**Activity list:**
1. List each relative of the writer that the blog post mentions, in order of first mention.
2. Echo the blog post from the words "It's been a while" up to and including the words "minute of it.".

**Exercise passage:**

Monday, April 23, 2012

Question Everything


It's been a while since I have last posted anything on this blog. To any of those curious, I'm a born again Christian. Haha! Just kidding. Nope, still Religion-Free and continuing to enjoying every minute of it.

It's quite different being an outsider of friends of family who are devout in their own sects or religion. I'm actually going to be the best man at my friends wedding and the ceremony will take place in a Roman Catholic Church. Oh how the religion tries to reel me back in by using my friend as a scapegoat. I told my friend I'm no longer practice nor do I follow any religion. Like a true friend, he still asked me to be his best man at his wedding.

It's been a good four years since I've stepped in a church. The last time I was in a church, I was at my niece's baptism. Under the influence of my mother, who is a devout Roman Catholic, she some how convinced my sister to have her daughter baptized. I don't know if it was forceful or out of parental shame, but my sister eventually caved in. My sister isn't religious, but she would quite say that she divorces the idea of religion. I only know this, because when I told her about my religious stance, she could not even think about turning off the God machine in her head. I'm not one to convince or to create an argument so we just left the conversation at that. It has not come up any time after the fact.

I still haven't come clean with my mother about my choice to stay far, far way from religion. I'm pretty sure she suspects something. I don't do the sign of the cross when we're at a family gathering saying grace. I do however will bow my head if a moment of silence is called upon. I just use the time to honour the memories of friends and family. Other than that, my mother has never approached me about my blasphemous ways. I'm sure my father suspects. He and I have very interesting discussions that often lead into either scientific or theological debates. I remember one time he made a comment stating "You know you sound like a humanist." When I was trying to explain to him my ideas of how common sense and social norms came about. This will be another topic to discuss for sure.

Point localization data
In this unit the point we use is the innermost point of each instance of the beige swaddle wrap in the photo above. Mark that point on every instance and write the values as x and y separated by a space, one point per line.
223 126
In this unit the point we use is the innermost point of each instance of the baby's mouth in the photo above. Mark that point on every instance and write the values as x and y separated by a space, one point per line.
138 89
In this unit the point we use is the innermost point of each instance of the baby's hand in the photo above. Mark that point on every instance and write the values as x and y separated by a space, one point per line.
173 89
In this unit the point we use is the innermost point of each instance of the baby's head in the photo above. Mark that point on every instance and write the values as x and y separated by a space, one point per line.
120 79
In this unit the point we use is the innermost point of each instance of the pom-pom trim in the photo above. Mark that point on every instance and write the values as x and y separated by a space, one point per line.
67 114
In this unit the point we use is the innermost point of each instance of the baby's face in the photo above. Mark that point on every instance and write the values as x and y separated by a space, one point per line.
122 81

**Answers to each task:**
1. niece, mother, sister, father

2.
It's been a while since I have last posted anything on this blog. To any of those curious, I'm a born again Christian. Haha! Just kidding. Nope, still Religion-Free and continuing to enjoying every minute of it.